▶ **Aim of the exercise**
Which lines to output? The line containing "Where can you spot the helmet" and every line after it in the data below, each copied exactly.

▶ **Task input**
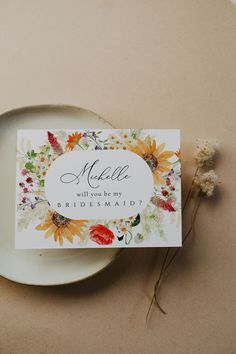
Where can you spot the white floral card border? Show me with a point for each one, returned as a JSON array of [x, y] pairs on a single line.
[[151, 162]]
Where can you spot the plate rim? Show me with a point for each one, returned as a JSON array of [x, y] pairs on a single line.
[[38, 107]]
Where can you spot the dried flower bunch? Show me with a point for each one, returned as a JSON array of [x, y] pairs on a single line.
[[203, 184]]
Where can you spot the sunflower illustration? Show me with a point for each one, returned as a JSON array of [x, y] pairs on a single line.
[[155, 157], [61, 227], [73, 140]]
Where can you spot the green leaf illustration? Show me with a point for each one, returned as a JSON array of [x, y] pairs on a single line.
[[136, 221], [29, 166]]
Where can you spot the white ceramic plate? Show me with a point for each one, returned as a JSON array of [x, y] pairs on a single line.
[[41, 267]]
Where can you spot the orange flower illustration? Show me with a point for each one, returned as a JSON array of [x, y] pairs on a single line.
[[61, 227], [73, 140], [155, 157]]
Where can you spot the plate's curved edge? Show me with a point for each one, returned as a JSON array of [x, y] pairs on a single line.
[[23, 109], [39, 107], [113, 259]]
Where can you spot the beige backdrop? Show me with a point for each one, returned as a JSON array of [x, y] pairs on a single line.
[[138, 63]]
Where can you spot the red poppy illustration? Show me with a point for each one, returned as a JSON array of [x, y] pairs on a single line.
[[101, 234]]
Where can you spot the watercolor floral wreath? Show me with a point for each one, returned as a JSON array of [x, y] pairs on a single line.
[[32, 204]]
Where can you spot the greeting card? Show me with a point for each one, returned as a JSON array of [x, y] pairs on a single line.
[[98, 188]]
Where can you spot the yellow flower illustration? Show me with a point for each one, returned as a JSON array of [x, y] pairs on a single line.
[[61, 227], [155, 157]]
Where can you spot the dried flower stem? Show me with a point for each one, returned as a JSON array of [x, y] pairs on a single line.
[[190, 190], [166, 264]]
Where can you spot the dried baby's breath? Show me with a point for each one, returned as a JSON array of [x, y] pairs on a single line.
[[205, 152], [206, 183]]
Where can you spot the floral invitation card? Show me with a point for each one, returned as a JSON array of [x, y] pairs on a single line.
[[98, 188]]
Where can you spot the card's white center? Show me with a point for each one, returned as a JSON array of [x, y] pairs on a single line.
[[99, 184]]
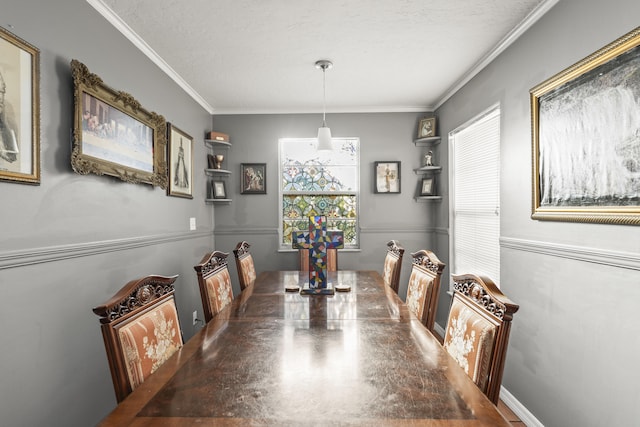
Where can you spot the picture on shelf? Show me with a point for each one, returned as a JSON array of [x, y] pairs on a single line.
[[427, 127], [387, 177], [253, 178], [428, 187], [218, 190]]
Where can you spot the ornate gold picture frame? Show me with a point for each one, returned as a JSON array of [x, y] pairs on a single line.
[[113, 134], [586, 138], [19, 110]]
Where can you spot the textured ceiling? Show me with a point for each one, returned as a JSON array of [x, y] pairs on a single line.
[[251, 56]]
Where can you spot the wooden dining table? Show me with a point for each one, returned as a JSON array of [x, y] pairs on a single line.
[[278, 358]]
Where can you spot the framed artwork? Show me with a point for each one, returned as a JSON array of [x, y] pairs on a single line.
[[387, 177], [427, 127], [180, 163], [253, 178], [114, 135], [586, 138], [19, 110], [218, 190], [428, 186]]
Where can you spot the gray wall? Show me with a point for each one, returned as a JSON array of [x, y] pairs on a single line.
[[574, 342], [70, 243], [383, 217]]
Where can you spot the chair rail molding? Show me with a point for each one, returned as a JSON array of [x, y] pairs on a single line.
[[628, 260], [20, 258]]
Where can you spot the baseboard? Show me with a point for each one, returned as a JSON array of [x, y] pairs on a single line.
[[519, 409]]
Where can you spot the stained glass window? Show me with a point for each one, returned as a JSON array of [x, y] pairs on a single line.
[[319, 183]]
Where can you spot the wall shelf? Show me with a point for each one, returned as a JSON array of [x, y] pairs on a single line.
[[423, 142], [427, 169]]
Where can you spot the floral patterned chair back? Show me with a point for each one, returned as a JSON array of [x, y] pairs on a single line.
[[477, 331], [141, 330], [215, 283], [393, 265], [424, 286], [244, 264]]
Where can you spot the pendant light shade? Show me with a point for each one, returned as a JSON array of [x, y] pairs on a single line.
[[324, 133]]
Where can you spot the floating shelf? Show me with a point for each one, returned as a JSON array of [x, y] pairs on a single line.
[[213, 142], [423, 142], [428, 198], [217, 172], [426, 169]]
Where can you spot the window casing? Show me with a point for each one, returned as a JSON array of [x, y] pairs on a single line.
[[316, 182], [475, 196]]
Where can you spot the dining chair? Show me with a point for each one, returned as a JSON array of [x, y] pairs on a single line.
[[477, 331], [424, 286], [244, 264], [332, 259], [393, 265], [141, 330], [215, 283]]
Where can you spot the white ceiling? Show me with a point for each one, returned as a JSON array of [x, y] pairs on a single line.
[[258, 56]]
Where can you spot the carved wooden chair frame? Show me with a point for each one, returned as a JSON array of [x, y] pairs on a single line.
[[483, 296], [211, 264], [136, 298], [395, 251], [241, 252], [427, 262]]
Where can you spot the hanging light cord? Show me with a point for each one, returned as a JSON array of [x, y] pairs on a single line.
[[324, 95]]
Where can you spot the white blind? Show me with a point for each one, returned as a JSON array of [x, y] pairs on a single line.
[[475, 181]]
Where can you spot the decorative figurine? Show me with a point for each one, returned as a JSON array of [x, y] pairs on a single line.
[[428, 159]]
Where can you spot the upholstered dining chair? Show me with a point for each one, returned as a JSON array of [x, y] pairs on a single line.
[[393, 265], [141, 330], [424, 286], [332, 259], [215, 283], [477, 331], [244, 264]]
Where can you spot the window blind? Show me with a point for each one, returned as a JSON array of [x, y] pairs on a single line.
[[475, 148]]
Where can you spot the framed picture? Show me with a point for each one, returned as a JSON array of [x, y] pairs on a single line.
[[427, 127], [218, 190], [428, 186], [19, 110], [114, 135], [586, 138], [387, 177], [180, 163], [253, 178]]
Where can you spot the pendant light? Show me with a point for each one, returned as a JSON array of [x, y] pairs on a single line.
[[324, 133]]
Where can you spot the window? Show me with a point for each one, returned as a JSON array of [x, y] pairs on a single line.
[[316, 182], [475, 198]]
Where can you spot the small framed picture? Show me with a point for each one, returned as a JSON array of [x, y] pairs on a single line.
[[218, 190], [253, 178], [181, 163], [387, 177], [427, 127], [428, 187]]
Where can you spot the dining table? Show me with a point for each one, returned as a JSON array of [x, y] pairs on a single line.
[[276, 357]]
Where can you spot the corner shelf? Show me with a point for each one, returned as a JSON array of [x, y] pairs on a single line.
[[427, 169], [428, 198], [213, 172], [423, 142]]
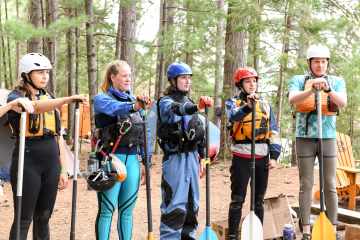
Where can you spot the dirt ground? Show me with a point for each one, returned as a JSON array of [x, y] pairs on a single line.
[[282, 181]]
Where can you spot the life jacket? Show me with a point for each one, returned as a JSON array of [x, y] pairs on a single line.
[[47, 123], [129, 128], [308, 106], [183, 136], [328, 107], [241, 131]]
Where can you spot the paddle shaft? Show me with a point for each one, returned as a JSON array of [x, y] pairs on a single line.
[[320, 154], [76, 161], [207, 167], [253, 122], [148, 183], [20, 173]]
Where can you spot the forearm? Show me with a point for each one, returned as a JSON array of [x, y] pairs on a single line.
[[4, 109], [50, 104], [240, 113], [297, 97], [340, 99], [62, 154]]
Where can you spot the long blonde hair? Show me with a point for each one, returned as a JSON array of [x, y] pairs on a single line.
[[112, 68]]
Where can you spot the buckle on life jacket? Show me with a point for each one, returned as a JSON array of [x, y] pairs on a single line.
[[125, 127]]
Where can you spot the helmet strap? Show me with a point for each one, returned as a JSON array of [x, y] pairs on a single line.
[[28, 80]]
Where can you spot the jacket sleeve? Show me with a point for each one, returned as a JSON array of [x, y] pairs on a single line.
[[166, 110], [275, 144], [235, 113], [109, 106]]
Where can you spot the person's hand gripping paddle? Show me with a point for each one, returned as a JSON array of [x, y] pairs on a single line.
[[208, 233]]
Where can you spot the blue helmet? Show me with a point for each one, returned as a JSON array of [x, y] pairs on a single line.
[[178, 68]]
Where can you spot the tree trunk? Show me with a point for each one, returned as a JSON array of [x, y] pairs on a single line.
[[128, 30], [218, 65], [11, 79], [3, 52], [17, 42], [234, 58], [118, 34], [34, 44], [189, 30], [91, 57], [283, 63], [52, 7], [160, 66]]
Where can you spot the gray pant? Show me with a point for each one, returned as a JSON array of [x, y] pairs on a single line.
[[307, 150]]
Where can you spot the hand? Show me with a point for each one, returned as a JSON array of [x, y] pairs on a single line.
[[205, 101], [143, 102], [320, 84], [253, 97], [202, 167], [143, 175], [272, 164], [213, 152], [79, 98], [63, 181], [18, 103]]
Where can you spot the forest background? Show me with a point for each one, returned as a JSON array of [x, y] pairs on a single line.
[[213, 36]]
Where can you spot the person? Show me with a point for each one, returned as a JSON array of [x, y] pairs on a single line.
[[302, 89], [114, 109], [16, 105], [43, 170], [267, 145], [181, 137]]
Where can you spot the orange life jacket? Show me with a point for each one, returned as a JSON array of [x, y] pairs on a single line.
[[47, 123], [241, 130], [309, 104]]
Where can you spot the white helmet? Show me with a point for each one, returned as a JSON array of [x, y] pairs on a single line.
[[34, 61], [319, 51]]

▶ **Response to this exercise**
Where can you spot the helmet strap? Show me with a point for each one, returned as a JSON array of [x, y] pairs on a single line.
[[28, 80]]
Where can you spot the jacket sleeve? Show me with a point for each one, returned as a JSON array of [x, y] pairs on a single line.
[[166, 110], [275, 144], [235, 113], [109, 106]]
Where can you spot the person's hand gripping paddle? Show me with a point for each one, returned as a JSON array of [x, y] pairs on a single line.
[[208, 233]]
Where can you spot the blue helmet? Show me with a point for each one, returned as a JSON array of [x, y] pairs on a single line.
[[178, 68]]
Where can you spot the tree trunk? Show me with a point for each one, returned as a JSON array of [x, y] pairs on a single line.
[[128, 30], [218, 65], [11, 79], [3, 52], [17, 42], [234, 58], [118, 34], [34, 44], [189, 30], [91, 57], [283, 63], [52, 7], [160, 66]]
Where can you spot the gray pant? Show me with a point for each one, returned as a JSON array of [x, y] pairs on a single line.
[[307, 150]]
Where can you spot the hand? Show me with a point for each one, returned as a JSON array of [x, y] pairs on a single line.
[[205, 101], [143, 102], [320, 84], [253, 97], [202, 167], [143, 175], [272, 164], [213, 152], [79, 98], [63, 181], [18, 103]]
Where can you spot the forest background? Show me with a point for each one, returned as a JSON array of [x, y] pairs on a single line.
[[213, 36]]
Where can you spot the person? Show me with a point for each one, returned as a JSON array of [x, y] pairs on a single line.
[[302, 89], [114, 109], [16, 105], [43, 170], [267, 145], [181, 137]]
Where can you spot the orange life jacket? Show me with a point for each one, returned as a JSON array of [x, y] pairs on a single line.
[[47, 123], [241, 130], [309, 104]]
Where can you spot the white helmet? Show me with a point for each one, returned as a JSON array of [x, y] pairs on a single line.
[[34, 61], [319, 51]]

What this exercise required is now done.